What is being asked:
Type out all the records again exactly.

Raw data:
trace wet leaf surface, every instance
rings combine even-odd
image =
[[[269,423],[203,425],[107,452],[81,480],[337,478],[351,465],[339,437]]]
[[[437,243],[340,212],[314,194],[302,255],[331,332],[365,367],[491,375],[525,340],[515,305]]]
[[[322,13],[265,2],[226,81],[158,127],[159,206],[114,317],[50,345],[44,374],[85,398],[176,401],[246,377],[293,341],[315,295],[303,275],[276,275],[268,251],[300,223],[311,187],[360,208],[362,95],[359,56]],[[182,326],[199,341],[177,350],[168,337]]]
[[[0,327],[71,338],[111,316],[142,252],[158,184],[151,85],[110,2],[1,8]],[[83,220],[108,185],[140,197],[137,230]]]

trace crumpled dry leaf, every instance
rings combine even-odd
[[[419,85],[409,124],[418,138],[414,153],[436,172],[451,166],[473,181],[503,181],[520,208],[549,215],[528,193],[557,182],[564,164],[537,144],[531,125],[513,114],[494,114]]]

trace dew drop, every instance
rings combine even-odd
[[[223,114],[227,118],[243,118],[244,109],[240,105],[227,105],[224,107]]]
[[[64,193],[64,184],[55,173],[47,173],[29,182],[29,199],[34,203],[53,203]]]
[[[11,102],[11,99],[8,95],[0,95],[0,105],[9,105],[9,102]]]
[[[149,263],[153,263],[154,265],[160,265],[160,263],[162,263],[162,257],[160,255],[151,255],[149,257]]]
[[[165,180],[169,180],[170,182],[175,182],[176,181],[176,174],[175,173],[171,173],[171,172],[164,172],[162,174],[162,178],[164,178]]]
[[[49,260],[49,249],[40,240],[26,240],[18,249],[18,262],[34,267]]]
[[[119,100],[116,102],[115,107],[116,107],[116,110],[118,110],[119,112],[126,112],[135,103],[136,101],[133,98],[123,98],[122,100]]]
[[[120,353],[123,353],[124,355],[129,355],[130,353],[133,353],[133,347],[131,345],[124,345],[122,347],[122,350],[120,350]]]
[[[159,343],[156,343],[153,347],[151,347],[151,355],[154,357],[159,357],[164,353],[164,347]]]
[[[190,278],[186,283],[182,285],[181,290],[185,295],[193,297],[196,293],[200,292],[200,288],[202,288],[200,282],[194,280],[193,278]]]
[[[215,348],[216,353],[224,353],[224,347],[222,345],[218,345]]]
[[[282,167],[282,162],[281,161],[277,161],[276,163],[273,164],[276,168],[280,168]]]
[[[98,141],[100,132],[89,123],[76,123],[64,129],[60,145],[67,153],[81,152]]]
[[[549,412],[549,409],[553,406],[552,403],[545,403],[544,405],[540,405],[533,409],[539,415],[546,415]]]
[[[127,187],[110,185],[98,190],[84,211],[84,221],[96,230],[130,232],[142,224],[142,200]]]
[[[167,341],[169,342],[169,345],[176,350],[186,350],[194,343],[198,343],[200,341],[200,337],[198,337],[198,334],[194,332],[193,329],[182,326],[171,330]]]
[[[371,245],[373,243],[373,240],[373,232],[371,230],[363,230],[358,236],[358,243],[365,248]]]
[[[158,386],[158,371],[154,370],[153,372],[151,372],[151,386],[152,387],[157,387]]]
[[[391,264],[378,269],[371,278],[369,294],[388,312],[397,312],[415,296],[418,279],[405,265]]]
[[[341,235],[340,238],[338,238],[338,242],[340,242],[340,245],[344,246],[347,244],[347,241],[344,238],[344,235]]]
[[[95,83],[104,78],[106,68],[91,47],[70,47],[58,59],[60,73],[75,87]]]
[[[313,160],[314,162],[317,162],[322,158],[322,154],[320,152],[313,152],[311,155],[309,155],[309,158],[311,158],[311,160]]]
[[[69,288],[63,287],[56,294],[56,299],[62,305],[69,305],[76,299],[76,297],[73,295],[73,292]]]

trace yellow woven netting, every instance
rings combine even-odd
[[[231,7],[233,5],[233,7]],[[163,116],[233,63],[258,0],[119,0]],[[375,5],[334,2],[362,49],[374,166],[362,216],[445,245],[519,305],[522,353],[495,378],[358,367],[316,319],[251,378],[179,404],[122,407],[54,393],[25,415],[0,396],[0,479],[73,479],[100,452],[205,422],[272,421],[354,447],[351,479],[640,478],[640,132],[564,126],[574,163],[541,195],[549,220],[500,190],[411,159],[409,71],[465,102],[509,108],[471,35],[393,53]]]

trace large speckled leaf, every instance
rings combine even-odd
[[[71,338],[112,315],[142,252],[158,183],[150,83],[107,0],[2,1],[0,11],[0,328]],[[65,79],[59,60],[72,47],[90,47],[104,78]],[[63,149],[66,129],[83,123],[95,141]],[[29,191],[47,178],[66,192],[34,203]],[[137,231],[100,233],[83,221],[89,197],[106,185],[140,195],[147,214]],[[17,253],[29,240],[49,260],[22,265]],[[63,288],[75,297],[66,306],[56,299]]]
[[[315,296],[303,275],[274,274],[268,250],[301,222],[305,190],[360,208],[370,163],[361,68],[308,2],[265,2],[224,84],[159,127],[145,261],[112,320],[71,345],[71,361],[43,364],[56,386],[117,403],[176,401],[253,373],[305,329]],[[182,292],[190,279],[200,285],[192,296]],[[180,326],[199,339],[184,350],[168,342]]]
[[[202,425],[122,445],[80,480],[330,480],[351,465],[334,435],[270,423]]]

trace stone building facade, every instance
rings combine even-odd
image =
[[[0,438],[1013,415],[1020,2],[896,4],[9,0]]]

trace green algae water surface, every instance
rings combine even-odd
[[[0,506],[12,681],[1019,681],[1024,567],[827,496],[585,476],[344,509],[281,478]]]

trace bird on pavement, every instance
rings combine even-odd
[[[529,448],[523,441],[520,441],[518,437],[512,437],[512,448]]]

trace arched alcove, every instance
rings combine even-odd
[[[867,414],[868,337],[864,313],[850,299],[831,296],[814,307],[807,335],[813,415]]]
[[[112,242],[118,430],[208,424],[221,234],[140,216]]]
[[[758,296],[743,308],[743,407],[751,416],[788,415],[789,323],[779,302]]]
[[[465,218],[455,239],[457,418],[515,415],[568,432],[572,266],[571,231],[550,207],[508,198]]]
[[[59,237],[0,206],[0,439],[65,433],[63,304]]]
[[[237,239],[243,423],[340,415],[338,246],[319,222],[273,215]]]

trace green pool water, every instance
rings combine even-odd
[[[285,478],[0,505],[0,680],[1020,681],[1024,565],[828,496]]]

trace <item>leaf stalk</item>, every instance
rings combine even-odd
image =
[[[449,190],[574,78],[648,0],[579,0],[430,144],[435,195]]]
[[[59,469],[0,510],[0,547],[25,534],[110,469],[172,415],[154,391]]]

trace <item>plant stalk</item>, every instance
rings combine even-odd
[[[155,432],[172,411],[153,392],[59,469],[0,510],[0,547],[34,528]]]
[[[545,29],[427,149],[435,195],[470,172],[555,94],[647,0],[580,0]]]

Exercise solution:
trace wet leaf surface, every instance
rings combine even-odd
image =
[[[269,423],[203,425],[107,452],[81,480],[337,478],[351,465],[339,437]]]
[[[437,243],[340,212],[314,194],[302,255],[331,332],[365,367],[491,375],[525,340],[515,305]]]
[[[322,13],[265,2],[226,81],[158,127],[159,206],[114,317],[50,345],[44,374],[85,398],[176,401],[246,377],[293,341],[315,295],[303,275],[276,275],[268,251],[300,223],[311,187],[360,208],[362,95],[359,56]],[[182,326],[199,341],[177,350],[168,337]]]
[[[0,327],[71,338],[111,316],[142,252],[158,184],[151,85],[110,2],[1,8]],[[83,220],[108,185],[140,197],[137,230]]]

trace crumpled dry leaf, every instance
rings combine even-odd
[[[419,85],[409,124],[418,138],[414,153],[436,172],[451,166],[473,181],[503,181],[520,208],[549,215],[528,193],[557,182],[564,164],[537,144],[531,125],[513,114],[494,114]]]

trace dew drop, every instance
rings combine even-odd
[[[223,114],[227,118],[243,118],[244,109],[240,105],[227,105],[224,107]]]
[[[64,193],[64,184],[55,173],[47,173],[29,182],[29,199],[34,203],[53,203]]]
[[[11,102],[11,99],[8,95],[0,95],[0,105],[9,105],[9,102]]]
[[[149,263],[153,263],[154,265],[160,265],[160,263],[162,263],[162,257],[160,255],[151,255],[149,257]]]
[[[165,180],[169,180],[170,182],[175,182],[176,181],[176,174],[175,173],[171,173],[171,172],[164,172],[162,174],[162,178],[164,178]]]
[[[49,260],[49,249],[40,240],[26,240],[18,249],[18,262],[34,267]]]
[[[119,100],[116,102],[115,107],[116,107],[116,110],[118,110],[119,112],[126,112],[135,103],[136,101],[133,98],[123,98],[122,100]]]
[[[120,353],[123,353],[124,355],[129,355],[130,353],[133,353],[133,347],[131,345],[124,345],[122,347],[122,350],[120,350]]]
[[[159,343],[156,343],[153,347],[151,347],[151,355],[154,357],[159,357],[164,353],[164,347]]]
[[[190,278],[186,283],[182,285],[181,290],[185,295],[193,297],[196,293],[200,292],[200,288],[202,288],[200,282],[194,280],[193,278]]]
[[[215,348],[216,353],[224,353],[224,347],[222,345],[218,345]]]
[[[282,167],[282,162],[281,161],[277,161],[276,163],[273,164],[276,168],[280,168]]]
[[[98,141],[100,132],[89,123],[76,123],[64,129],[60,145],[67,153],[81,152]]]
[[[549,412],[549,409],[553,406],[552,403],[545,403],[544,405],[540,405],[533,409],[539,415],[546,415]]]
[[[127,187],[110,185],[98,190],[84,211],[84,221],[96,230],[130,232],[142,224],[142,200]]]
[[[167,341],[169,342],[169,345],[176,350],[186,350],[194,343],[198,343],[200,341],[200,337],[198,337],[198,334],[194,332],[193,329],[182,326],[171,330]]]
[[[371,245],[373,243],[373,240],[373,232],[371,230],[363,230],[358,236],[358,243],[365,248]]]
[[[158,386],[158,371],[154,370],[153,372],[151,372],[151,386],[152,387],[157,387]]]
[[[391,264],[378,269],[371,278],[369,294],[388,312],[397,312],[415,296],[418,279],[405,265]]]
[[[341,235],[340,238],[338,238],[338,242],[340,242],[340,245],[344,246],[347,244],[347,241],[344,238],[344,235]]]
[[[95,83],[104,78],[106,68],[91,47],[70,47],[58,59],[60,73],[75,87]]]
[[[313,160],[314,162],[317,162],[322,158],[322,154],[320,152],[313,152],[311,155],[309,155],[309,158],[311,158],[311,160]]]
[[[69,288],[63,287],[56,294],[56,299],[62,305],[69,305],[76,299],[76,297],[73,295],[73,292]]]

trace yellow woven netting, every instance
rings combine even-odd
[[[231,7],[233,5],[233,7]],[[163,116],[233,63],[258,0],[119,0]],[[375,5],[334,2],[362,49],[374,166],[362,216],[445,245],[519,305],[522,353],[495,378],[358,367],[316,319],[251,378],[179,404],[122,407],[54,393],[25,415],[0,396],[0,479],[73,479],[100,452],[205,422],[272,421],[354,447],[351,479],[640,478],[640,132],[564,126],[574,163],[541,195],[549,220],[500,190],[411,159],[409,71],[465,102],[509,108],[471,35],[393,53]]]

trace large speckled leaf, every instance
rings combine even-odd
[[[71,338],[112,315],[142,252],[158,183],[150,83],[107,0],[2,1],[0,11],[0,328]],[[65,79],[59,60],[72,47],[90,47],[104,78]],[[63,149],[66,129],[83,123],[95,141]],[[29,191],[47,178],[66,192],[34,203]],[[137,231],[100,233],[83,221],[89,197],[106,185],[140,195],[147,214]],[[17,253],[29,240],[49,260],[22,265]],[[63,288],[75,297],[66,306],[56,299]]]
[[[315,296],[303,275],[274,274],[268,250],[301,222],[305,190],[360,208],[370,163],[361,68],[308,2],[265,2],[224,84],[159,127],[145,261],[112,320],[71,345],[71,361],[43,364],[56,386],[117,403],[176,401],[253,373],[305,329]],[[182,292],[190,279],[200,285],[192,296]],[[180,326],[199,339],[184,350],[168,342]]]
[[[202,425],[122,445],[80,480],[330,480],[351,465],[334,435],[270,423]]]

trace stone building facade, every instance
rings combine even-odd
image =
[[[0,438],[1013,415],[1020,2],[896,4],[9,0]]]

trace green algae water surface, every instance
rings combine even-odd
[[[0,506],[12,681],[1019,681],[1024,567],[827,496],[585,476],[344,509],[281,478]]]

trace bird on pavement, every instance
rings combine even-odd
[[[529,448],[523,441],[520,441],[518,437],[512,437],[512,448]]]

trace arched alcove, every instance
rings combine even-odd
[[[867,414],[868,337],[864,313],[850,299],[831,296],[814,307],[807,335],[813,415]]]
[[[112,242],[118,430],[208,424],[221,234],[140,216]]]
[[[758,296],[743,308],[743,407],[751,416],[788,415],[789,323],[779,302]]]
[[[465,218],[455,239],[457,418],[515,415],[568,432],[572,266],[571,231],[550,207],[508,198]]]
[[[59,237],[0,206],[0,439],[65,433],[63,304]]]
[[[237,239],[243,423],[340,415],[338,246],[319,222],[273,215]]]

trace green pool water, every instance
rings combine even-odd
[[[285,478],[0,505],[0,680],[1020,681],[1024,565],[828,496]]]

trace <item>leaf stalk</item>, every instance
rings combine even-odd
image =
[[[449,190],[574,78],[648,0],[579,0],[430,144],[435,195]]]
[[[59,469],[0,510],[0,547],[25,534],[110,469],[172,415],[154,391]]]

trace <item>plant stalk</item>, every instance
rings combine even-odd
[[[155,432],[172,411],[153,392],[59,469],[0,510],[0,547],[34,528]]]
[[[545,29],[427,149],[435,195],[470,172],[555,94],[647,0],[580,0]]]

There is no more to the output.